**ACTION ITEM**
Would you give the data below back exactly as it reads?

(INPUT FOR THIS TASK Opens)

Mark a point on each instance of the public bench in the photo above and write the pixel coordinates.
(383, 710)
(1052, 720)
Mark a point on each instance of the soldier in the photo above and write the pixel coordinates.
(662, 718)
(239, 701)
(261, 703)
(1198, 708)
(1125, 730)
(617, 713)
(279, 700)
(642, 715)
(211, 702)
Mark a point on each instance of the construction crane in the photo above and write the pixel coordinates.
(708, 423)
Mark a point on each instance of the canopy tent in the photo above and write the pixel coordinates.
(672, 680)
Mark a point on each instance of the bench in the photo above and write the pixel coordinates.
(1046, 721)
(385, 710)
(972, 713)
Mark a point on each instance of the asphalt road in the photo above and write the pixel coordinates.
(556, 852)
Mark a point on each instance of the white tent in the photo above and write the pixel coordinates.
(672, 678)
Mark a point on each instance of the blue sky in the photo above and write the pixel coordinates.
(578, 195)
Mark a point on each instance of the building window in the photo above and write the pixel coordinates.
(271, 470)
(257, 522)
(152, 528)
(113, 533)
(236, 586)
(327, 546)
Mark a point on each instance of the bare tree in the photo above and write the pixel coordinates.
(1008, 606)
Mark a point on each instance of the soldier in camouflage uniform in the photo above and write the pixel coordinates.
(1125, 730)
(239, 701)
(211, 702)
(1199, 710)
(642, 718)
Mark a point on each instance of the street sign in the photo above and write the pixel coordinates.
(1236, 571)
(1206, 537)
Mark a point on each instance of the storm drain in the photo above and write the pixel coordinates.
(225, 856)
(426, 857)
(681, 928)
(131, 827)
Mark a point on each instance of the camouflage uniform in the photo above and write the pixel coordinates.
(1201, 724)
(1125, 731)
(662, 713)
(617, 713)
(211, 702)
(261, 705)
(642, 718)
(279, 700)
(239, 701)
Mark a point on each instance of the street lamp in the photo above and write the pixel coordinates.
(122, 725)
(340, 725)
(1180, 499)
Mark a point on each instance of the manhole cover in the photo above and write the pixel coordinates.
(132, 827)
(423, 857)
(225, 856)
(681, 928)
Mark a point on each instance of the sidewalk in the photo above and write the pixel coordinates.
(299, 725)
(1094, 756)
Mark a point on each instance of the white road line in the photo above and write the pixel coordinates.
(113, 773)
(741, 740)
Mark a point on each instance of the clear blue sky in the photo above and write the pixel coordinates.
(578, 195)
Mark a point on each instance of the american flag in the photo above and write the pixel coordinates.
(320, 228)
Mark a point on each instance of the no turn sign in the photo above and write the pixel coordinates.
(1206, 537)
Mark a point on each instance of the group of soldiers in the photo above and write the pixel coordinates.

(INPUT FOR THIS TASK Closes)

**EXERCISE OUTPUT**
Mark a point on each instance of the public bench in the photo above and write the pixel coordinates.
(383, 710)
(1052, 720)
Mark a point on each instance of the soldier in the photo above and write the pixel coordinates.
(662, 718)
(239, 701)
(261, 703)
(1198, 708)
(1125, 730)
(617, 713)
(279, 700)
(642, 715)
(211, 702)
Mark a point on each instance of the construction crane in the photo above and write the pixel coordinates.
(708, 423)
Mark a point on each instance of the canopy tent in the photo above and write the pixel coordinates.
(672, 680)
Mark a point on each instance of the bench in the photo above and write the pixel coordinates.
(1046, 721)
(385, 710)
(972, 713)
Mark a point on each instance of the asphalt road in the photo above and write the pixel coordinates.
(556, 852)
Mark a point on each instance of the white tent in the photo above and write the pixel coordinates.
(672, 678)
Mark a point on each instance of the blue sky in the photo above and write the pixel coordinates.
(578, 195)
Mark a point on each instance of the building window in the photo above and write the pixel coordinates.
(271, 470)
(257, 522)
(152, 528)
(113, 533)
(236, 586)
(327, 546)
Mark a point on each instance of the bare tree in the photo above and write the pixel coordinates.
(1008, 606)
Mark a point on each instance of the soldier in camouflage uniform in the photo above and write the pixel coordinates.
(1125, 730)
(239, 701)
(211, 702)
(1199, 710)
(642, 718)
Mark a point on each instance of the street sign in the photo above and write the pixel coordinates.
(1236, 571)
(1206, 537)
Mark a point on each instance of the storm drain in the photo above and write the pixel coordinates.
(225, 856)
(426, 857)
(681, 928)
(131, 827)
Mark a point on each instance of the camouflage uniform in the photo above and write the pixel coordinates.
(1201, 724)
(1125, 731)
(662, 713)
(617, 713)
(211, 702)
(261, 705)
(642, 718)
(279, 700)
(239, 701)
Mark a point on each instance of the street lamp in the photo above and write the pixel coordinates.
(122, 725)
(340, 725)
(1180, 499)
Mark a point on each instance of the manhole cover in the photo above and write the pixel coordinates.
(132, 827)
(423, 857)
(225, 856)
(681, 928)
Mark a point on each instance of the sidewalk in the photo above and write the pixel coordinates.
(299, 725)
(1094, 756)
Mark a point on each instance of the white road line in the photo above and write the pixel coordinates.
(113, 773)
(741, 740)
Mark a point on each instance of the clear blue sky in the photo above and write the pixel coordinates.
(578, 195)
Mark a point on each instance of the american flag in the photo above and write the pixel coordinates.
(320, 228)
Mark a point on each instance of the no turn sign in the photo above and write the pixel coordinates.
(1206, 537)
Mark a point on each instance of the group of soldiers in the photo above and write the pixel coordinates.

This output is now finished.